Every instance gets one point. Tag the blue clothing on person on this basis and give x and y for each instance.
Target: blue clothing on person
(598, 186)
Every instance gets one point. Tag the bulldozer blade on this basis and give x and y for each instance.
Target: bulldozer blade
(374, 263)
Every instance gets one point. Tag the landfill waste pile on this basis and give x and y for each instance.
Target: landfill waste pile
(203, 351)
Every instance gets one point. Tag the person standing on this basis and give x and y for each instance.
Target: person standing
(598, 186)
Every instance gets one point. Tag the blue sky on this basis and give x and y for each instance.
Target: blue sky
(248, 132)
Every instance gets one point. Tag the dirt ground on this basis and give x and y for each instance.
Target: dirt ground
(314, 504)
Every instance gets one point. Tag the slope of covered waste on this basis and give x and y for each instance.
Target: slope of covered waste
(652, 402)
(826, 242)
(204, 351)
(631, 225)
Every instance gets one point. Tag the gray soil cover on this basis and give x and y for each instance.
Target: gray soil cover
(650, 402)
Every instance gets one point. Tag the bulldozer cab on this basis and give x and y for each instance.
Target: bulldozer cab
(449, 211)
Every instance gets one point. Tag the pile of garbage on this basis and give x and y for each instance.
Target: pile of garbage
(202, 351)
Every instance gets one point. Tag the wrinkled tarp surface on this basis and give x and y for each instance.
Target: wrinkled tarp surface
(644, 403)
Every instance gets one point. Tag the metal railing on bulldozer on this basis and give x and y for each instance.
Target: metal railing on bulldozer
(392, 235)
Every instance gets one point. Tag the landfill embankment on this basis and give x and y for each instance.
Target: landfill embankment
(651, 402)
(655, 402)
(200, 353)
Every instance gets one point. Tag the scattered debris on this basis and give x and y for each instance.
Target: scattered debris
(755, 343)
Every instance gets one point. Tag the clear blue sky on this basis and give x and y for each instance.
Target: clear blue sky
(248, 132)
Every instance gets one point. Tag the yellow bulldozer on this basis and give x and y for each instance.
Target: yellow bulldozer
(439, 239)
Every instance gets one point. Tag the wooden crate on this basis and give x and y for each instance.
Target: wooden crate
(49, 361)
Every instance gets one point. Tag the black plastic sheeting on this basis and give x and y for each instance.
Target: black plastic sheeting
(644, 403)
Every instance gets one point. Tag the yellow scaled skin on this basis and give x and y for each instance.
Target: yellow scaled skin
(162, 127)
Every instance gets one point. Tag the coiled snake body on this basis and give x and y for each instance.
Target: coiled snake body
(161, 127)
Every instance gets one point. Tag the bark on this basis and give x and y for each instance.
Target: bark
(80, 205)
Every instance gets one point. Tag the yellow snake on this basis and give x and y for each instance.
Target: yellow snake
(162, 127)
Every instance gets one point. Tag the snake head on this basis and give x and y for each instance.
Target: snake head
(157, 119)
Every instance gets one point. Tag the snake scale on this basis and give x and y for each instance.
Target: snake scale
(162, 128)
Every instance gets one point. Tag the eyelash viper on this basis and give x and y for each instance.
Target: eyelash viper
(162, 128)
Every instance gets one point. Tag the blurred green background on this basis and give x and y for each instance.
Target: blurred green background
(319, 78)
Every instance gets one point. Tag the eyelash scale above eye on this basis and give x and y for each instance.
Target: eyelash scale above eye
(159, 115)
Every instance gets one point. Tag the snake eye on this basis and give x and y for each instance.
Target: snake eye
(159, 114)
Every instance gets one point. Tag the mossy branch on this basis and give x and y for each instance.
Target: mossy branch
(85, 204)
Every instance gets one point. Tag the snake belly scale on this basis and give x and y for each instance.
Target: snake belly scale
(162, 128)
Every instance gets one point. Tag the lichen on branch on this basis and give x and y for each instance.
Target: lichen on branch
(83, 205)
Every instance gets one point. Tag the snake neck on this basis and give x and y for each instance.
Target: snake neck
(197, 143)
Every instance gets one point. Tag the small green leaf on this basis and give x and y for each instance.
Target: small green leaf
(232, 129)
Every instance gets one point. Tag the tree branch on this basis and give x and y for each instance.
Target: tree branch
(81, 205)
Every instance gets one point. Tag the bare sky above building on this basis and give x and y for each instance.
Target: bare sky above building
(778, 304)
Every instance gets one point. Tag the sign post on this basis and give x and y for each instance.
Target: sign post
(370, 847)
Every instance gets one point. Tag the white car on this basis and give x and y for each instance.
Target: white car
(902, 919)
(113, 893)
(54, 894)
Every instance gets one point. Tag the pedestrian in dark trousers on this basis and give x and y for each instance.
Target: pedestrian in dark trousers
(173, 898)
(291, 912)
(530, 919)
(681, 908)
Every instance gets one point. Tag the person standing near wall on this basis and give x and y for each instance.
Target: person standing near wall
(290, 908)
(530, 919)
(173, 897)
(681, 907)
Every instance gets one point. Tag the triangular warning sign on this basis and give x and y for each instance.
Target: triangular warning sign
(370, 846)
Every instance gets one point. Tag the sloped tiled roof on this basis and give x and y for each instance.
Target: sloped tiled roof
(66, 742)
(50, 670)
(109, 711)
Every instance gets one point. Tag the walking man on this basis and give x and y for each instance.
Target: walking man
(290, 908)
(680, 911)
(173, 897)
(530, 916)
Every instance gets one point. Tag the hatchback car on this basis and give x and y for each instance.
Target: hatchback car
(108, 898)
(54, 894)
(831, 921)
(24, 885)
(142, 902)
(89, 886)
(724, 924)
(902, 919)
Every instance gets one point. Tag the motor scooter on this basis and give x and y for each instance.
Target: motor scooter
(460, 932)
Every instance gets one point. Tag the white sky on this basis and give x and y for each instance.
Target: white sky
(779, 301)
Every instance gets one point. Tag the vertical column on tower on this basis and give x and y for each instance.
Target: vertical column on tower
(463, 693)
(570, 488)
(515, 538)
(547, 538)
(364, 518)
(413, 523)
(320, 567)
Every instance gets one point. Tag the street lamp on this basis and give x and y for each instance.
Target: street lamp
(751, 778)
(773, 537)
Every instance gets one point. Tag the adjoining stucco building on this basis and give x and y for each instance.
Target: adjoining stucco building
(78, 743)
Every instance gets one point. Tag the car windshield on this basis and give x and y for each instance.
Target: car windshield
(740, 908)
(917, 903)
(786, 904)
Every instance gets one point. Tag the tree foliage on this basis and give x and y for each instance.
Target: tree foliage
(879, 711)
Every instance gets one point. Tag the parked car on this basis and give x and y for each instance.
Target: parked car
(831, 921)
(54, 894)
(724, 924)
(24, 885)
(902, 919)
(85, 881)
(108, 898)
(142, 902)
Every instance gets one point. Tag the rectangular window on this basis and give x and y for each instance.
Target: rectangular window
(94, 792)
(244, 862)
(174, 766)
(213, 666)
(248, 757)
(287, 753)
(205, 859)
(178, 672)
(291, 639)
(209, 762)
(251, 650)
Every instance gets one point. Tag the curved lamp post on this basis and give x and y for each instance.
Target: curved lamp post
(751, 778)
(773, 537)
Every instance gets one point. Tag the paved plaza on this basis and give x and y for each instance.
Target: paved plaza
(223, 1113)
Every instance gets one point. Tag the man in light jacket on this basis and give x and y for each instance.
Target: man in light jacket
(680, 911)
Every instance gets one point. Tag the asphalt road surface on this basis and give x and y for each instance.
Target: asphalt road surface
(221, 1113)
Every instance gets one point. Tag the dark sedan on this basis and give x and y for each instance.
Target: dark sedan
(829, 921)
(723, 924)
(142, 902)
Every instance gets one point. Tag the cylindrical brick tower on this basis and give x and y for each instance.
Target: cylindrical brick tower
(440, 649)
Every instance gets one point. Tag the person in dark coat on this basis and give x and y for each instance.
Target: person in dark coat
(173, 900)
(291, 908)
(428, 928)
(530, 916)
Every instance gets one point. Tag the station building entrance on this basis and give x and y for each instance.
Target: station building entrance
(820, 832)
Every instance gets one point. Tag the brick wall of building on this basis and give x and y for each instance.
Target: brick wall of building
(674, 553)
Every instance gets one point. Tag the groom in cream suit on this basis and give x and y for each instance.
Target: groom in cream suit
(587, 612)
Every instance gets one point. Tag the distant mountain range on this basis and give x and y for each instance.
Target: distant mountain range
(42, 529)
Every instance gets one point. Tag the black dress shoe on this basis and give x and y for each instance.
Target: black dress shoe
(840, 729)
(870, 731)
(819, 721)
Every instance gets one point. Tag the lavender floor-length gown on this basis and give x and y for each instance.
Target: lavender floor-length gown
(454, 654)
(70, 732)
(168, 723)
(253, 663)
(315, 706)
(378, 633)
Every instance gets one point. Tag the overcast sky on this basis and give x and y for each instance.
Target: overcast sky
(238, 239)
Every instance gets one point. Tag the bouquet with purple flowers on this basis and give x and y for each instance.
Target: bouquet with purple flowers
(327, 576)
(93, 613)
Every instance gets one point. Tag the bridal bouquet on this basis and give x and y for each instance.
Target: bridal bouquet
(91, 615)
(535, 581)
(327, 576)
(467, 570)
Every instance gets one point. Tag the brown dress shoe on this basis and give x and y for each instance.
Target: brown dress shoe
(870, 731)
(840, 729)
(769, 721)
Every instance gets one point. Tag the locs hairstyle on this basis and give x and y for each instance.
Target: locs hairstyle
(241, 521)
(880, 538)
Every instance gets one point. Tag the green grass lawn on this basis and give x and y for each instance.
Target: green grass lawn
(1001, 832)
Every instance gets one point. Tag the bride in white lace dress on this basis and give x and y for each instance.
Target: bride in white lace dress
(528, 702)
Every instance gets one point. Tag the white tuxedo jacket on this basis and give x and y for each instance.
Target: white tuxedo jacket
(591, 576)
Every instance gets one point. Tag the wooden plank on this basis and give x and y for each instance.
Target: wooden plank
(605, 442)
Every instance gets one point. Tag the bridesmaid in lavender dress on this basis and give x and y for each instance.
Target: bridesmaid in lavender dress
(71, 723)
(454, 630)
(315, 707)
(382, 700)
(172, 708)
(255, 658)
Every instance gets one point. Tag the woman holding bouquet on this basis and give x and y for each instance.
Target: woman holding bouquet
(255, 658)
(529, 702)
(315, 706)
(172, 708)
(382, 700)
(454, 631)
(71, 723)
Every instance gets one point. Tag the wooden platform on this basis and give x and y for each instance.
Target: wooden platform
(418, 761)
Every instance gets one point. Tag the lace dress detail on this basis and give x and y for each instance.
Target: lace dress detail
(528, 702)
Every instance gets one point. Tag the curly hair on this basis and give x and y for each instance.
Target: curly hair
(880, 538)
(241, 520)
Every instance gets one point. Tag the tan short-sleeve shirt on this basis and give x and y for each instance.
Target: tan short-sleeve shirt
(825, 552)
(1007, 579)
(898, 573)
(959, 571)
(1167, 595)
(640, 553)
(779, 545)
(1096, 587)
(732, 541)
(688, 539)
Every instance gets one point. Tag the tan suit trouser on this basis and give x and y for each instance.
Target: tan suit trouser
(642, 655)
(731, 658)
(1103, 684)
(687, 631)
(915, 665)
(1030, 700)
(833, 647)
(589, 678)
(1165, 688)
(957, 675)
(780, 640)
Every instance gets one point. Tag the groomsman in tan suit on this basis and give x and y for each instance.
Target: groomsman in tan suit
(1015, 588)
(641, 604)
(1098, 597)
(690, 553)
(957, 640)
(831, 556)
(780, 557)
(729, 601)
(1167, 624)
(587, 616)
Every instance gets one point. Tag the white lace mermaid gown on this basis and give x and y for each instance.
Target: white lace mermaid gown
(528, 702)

Task instructions: After locating the line that contains "Every instance gets one point. Tag the tan short-sleeve", output it and the remaining lines of the material above, exactly as they read.

Response:
Every instance gets one point. Tag the tan short-sleeve shirt on this basis and give x and y for each instance.
Target: tan short-sleeve shirt
(825, 552)
(1007, 579)
(898, 573)
(959, 571)
(1167, 595)
(640, 553)
(779, 545)
(1096, 587)
(732, 541)
(688, 539)
Every instance gets one point. Tag the tan suit trouser on this basis and give x and y for each instance.
Target: tan suit trouser
(642, 655)
(731, 658)
(1103, 684)
(687, 631)
(915, 665)
(1030, 700)
(833, 647)
(589, 678)
(1165, 688)
(957, 675)
(780, 640)
Every instance gets one point. Tag the groomsman in tan suit on this basis and give x and y for each instance.
Target: groomsman in tan suit
(1015, 588)
(641, 604)
(1098, 597)
(690, 553)
(957, 640)
(831, 556)
(780, 557)
(729, 601)
(1167, 624)
(587, 616)
Every instance gets one point. Tag the white lace mermaid gown on this basis and give x and y for each instance.
Target: white lace mermaid gown
(528, 702)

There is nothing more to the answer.